(Position identification records)
[start]

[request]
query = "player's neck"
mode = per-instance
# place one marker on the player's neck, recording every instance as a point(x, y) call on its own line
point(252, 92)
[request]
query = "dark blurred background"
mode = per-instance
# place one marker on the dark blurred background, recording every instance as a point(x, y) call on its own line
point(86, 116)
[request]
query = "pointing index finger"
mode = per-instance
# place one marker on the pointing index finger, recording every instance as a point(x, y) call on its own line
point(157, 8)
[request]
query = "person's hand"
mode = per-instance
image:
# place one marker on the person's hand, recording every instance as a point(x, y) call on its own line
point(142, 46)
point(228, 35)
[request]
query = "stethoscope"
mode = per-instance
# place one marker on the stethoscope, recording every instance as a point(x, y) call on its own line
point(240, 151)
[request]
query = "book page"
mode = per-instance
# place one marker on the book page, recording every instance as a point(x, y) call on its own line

[end]

Aim.
Pick out and copy each line of the records above that contains the word "finger".

Output for this task.
query = "pointing index finger"
# place one marker on the pointing index finger, recording every instance as a point(x, y) call on its own line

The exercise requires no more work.